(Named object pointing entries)
— begin —

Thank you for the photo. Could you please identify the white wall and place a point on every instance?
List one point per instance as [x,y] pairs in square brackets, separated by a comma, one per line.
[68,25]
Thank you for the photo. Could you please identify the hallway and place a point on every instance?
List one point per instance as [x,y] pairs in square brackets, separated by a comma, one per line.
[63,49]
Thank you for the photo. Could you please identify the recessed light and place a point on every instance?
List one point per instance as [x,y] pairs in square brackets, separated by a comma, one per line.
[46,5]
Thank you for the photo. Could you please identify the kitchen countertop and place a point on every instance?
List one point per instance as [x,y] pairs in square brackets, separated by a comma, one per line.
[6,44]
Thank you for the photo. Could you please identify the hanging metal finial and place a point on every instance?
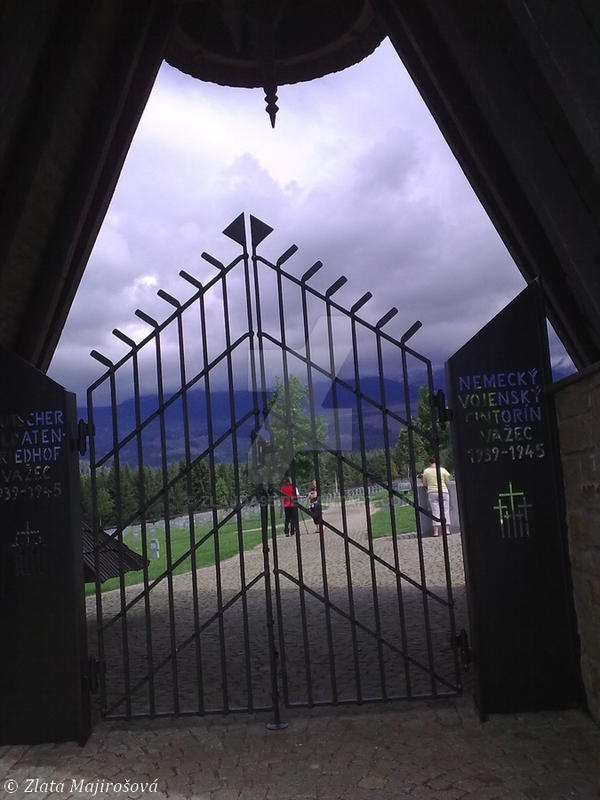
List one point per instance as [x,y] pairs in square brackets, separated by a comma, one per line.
[271,100]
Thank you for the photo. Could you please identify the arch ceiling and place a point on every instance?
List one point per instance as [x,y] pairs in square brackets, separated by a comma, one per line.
[513,86]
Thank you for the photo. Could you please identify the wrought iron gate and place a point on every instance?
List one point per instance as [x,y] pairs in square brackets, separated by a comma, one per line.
[272,378]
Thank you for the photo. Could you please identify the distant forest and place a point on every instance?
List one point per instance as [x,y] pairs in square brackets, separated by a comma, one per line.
[126,494]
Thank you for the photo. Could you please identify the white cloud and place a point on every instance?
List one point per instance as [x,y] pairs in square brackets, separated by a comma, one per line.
[356,174]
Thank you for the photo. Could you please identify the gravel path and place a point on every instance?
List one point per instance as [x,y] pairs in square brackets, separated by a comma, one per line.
[368,641]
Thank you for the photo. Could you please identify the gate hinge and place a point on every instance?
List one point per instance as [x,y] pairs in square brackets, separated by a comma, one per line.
[93,674]
[439,403]
[464,649]
[83,432]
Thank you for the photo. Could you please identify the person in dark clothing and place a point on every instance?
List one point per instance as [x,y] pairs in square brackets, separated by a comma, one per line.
[290,495]
[316,510]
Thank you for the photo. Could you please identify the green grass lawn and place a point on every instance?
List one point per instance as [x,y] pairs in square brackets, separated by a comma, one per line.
[228,543]
[381,523]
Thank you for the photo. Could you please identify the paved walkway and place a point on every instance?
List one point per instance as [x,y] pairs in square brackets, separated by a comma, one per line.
[421,751]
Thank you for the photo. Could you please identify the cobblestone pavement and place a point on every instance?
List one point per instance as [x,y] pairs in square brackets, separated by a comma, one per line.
[324,657]
[413,750]
[417,749]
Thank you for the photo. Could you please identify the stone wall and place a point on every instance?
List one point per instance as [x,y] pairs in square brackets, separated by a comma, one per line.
[578,413]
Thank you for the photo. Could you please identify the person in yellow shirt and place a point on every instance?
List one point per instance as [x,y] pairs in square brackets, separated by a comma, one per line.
[431,484]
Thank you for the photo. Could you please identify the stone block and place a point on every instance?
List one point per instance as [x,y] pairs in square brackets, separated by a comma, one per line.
[574,435]
[572,478]
[572,401]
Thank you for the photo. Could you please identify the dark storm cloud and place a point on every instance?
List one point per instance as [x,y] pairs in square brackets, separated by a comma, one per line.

— end —

→ What you have to do: Nothing but the lines from the line with "Thank you for the photo. Could you please identify the gravel" to the last line of the listing above should appear; please retype them exactly, both ends included.

→ Result of the task:
Thank you for the photo. Could you please identify the gravel path and place a point on every instance?
List one point per instance as [x,y] pairs in square brackets, separated by a comma, one per line.
[368,641]
Thank you for the photo. Could you please identify the gate hinge and place a point on every instance?
List one point per instance as [x,y] pairs in square brackets, separated by a comma, one per line.
[93,674]
[439,403]
[464,649]
[83,432]
Thank you for the photo. Could you please identify the person in dark clothing and place a point on every instance?
List one point per instance as [x,y] pairs in square brackets, separated by a comma, one per line.
[290,495]
[316,510]
Thank you for the photo. Could you please identify the green grass lawn and place a point on every instance?
List one point per instance as [x,y] pairs in square brackets, separated by a comma, one per line.
[228,543]
[381,523]
Thank you for the photo. Could you please identify the paved walkway and place a point on every instance?
List one point per instance as [x,y] pairs in square brackets, separated by a comma, one per line.
[421,751]
Thank you for the photo. Could you please identify the cobblestone pavement and place a point on every instance?
List one point per instance as [x,y] pairs in square brackets, separated by a comma, one per line.
[324,657]
[413,750]
[417,749]
Thank you for the photo. Could you please identify the stone wall and place a point on every instance?
List one point per instance as [x,y] pairs in square brackets, separated by a comma, one per line.
[578,413]
Thank you for the photo. Could you please identify the person in yellow shirt and place a point on every instance?
List one point per instance as [x,y] pairs in square brackets, separated by a comma, one per line.
[431,484]
Thank you for the photo. Could you please identify the stone block and place a point on every instance?
List one point per instance as [x,y] pairs in square brackets, separated by a comma, one per line.
[574,435]
[572,478]
[572,401]
Thank you for the photo. Could you please identify the dark storm cloud and place a point on every instance?
List one point per instance as [x,y] pairs in square brackets, separated by a comma, one per line.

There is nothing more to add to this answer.